══ Provided records
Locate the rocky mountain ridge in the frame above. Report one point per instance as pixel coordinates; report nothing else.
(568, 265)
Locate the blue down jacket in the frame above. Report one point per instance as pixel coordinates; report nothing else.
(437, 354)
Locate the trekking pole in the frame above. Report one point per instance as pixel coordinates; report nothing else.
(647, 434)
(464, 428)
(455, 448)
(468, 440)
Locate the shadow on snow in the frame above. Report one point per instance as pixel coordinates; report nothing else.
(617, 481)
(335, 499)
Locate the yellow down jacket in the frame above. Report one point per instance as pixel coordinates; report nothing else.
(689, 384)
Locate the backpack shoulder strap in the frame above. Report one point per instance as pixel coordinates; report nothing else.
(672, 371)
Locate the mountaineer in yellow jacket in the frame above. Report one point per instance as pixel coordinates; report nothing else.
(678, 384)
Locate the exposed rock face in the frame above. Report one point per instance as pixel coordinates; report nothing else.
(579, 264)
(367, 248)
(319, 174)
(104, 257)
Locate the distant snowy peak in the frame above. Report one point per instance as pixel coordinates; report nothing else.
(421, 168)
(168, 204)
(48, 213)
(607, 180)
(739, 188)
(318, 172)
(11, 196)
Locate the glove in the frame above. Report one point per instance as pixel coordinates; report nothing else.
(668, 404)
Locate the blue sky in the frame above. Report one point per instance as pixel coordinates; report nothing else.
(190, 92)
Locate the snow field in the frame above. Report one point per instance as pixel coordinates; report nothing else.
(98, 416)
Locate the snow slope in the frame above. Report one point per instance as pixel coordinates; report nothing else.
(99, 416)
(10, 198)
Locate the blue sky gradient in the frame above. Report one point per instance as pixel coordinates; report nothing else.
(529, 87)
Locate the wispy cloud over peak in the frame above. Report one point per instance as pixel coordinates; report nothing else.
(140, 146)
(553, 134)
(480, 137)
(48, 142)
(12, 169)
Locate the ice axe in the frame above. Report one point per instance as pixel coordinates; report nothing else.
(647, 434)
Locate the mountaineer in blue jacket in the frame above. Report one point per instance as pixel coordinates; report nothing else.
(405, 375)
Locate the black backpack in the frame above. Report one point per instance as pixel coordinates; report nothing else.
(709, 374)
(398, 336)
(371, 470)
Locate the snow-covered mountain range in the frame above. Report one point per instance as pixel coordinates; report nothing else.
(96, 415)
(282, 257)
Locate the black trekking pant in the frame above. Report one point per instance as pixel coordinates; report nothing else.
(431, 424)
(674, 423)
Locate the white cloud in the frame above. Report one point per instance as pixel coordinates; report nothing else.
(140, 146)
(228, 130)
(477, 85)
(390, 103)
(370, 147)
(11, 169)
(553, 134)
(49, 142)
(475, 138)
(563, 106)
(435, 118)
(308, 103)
════
What the task requires ->
Your task is to quote all of the data word for word.

Correct result ->
Locate the rocky mountain ridge in the frame above. Report one point per instance as pixel coordinates; report nothing else.
(568, 265)
Locate the blue down jacket in the frame above. Report one point per instance as pixel coordinates; report nothing else.
(437, 354)
Locate the trekking pole in the frame above. Report one point per instance as pixel coordinates; report nothing else.
(647, 434)
(464, 428)
(455, 448)
(468, 440)
Locate the shadow on snow in the frame above. Report one point per instance as pixel coordinates; report nothing else.
(617, 481)
(335, 499)
Locate the yellow down jacket in the frame above. Report one point per instance as pixel coordinates; report nothing else.
(689, 384)
Locate the backpack shoulder strap in the frame above. Report one point per instance as pixel coordinates; report nothing else.
(672, 371)
Locate the mountaineer in yellow jacket in the frame above. Report one point per instance as pixel coordinates; report nothing else.
(678, 384)
Locate the exposed rock face in the frame above. Report one point per instance as pixel coordinates; report nothing else.
(579, 264)
(367, 248)
(319, 174)
(104, 257)
Locate the distant snowy peak in the frame above. Report one point per instance as pixel coordinates; report nothing else.
(421, 168)
(168, 204)
(48, 213)
(607, 180)
(739, 188)
(318, 172)
(11, 196)
Locate the glove in the frame above. Report one point per instance as pixel coordinates; report nothing else.
(668, 404)
Locate the blue sky in the frame above. Report one point per instance as pixel coordinates; report nothing else.
(190, 92)
Locate the snow field in the frame above. Report one point per instance as pixel coordinates; report nothing else.
(98, 416)
Locate the snow slope in the frame above. Report one point per instance as pixel coordinates; report nothing else.
(99, 416)
(10, 198)
Locate the blue sky gradient in the frame above. Report one point per instance as pixel coordinates; report nothing else.
(529, 87)
Locate the wispy cloud over peak in the frame above. Report one point per instance as pixel coordinates; report nothing else.
(140, 146)
(553, 134)
(480, 137)
(48, 142)
(12, 169)
Locate the ice axe in the frame above. Report one point per instance as pixel coordinates; report nothing else.
(647, 434)
Locate the mountaineer in blue jacket in the frame above. Report one point per instance as pixel coordinates; report nothing else.
(405, 375)
Locate the black backpack in the frame above. Report one point per instance as pixel coordinates; report nothing else.
(709, 374)
(398, 336)
(371, 470)
Locate the snow-covered mountain range in the frame above. Report one point per instance as pixel coordinates; report nothing else.
(96, 415)
(282, 257)
Locate the black trekking pant in the frame above. Report one point per instance as pixel coordinates; report nothing else.
(431, 424)
(674, 423)
Locate the white cloud in the frame above. Report one point per instance as pixel coordinates; report nothing else.
(140, 146)
(228, 130)
(477, 85)
(390, 103)
(370, 147)
(11, 169)
(553, 134)
(49, 142)
(475, 138)
(563, 106)
(435, 118)
(308, 103)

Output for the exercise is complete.